* **Problem description**: Locate the line that contains "x=302, y=118" in the entries below. Retype it and all following lines through the final one, character for character.

* **Material provided**:
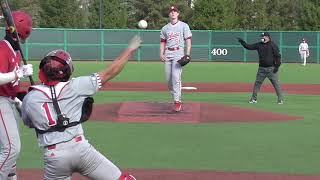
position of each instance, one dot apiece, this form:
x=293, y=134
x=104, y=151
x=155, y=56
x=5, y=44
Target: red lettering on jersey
x=174, y=36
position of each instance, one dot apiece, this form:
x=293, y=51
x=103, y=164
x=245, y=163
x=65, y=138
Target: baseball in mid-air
x=143, y=24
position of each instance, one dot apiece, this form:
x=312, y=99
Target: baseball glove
x=184, y=60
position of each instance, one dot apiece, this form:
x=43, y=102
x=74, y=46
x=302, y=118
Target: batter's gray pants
x=262, y=73
x=69, y=157
x=9, y=137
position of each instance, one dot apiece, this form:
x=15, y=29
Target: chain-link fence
x=106, y=44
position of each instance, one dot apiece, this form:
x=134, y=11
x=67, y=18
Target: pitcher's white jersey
x=40, y=113
x=175, y=34
x=303, y=47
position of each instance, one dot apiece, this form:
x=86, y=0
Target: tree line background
x=289, y=15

* **Expected output**:
x=302, y=118
Target: batter's gray pants
x=262, y=73
x=69, y=157
x=9, y=137
position of each instance, one dot apiece, this form:
x=15, y=29
Target: chain-link fence
x=106, y=44
position of each instance, one dot apiece, this form:
x=134, y=11
x=67, y=18
Target: pitcher's white jersey
x=40, y=113
x=175, y=34
x=303, y=47
position of each instance, one dot apiece, this form:
x=86, y=0
Target: tree line background
x=289, y=15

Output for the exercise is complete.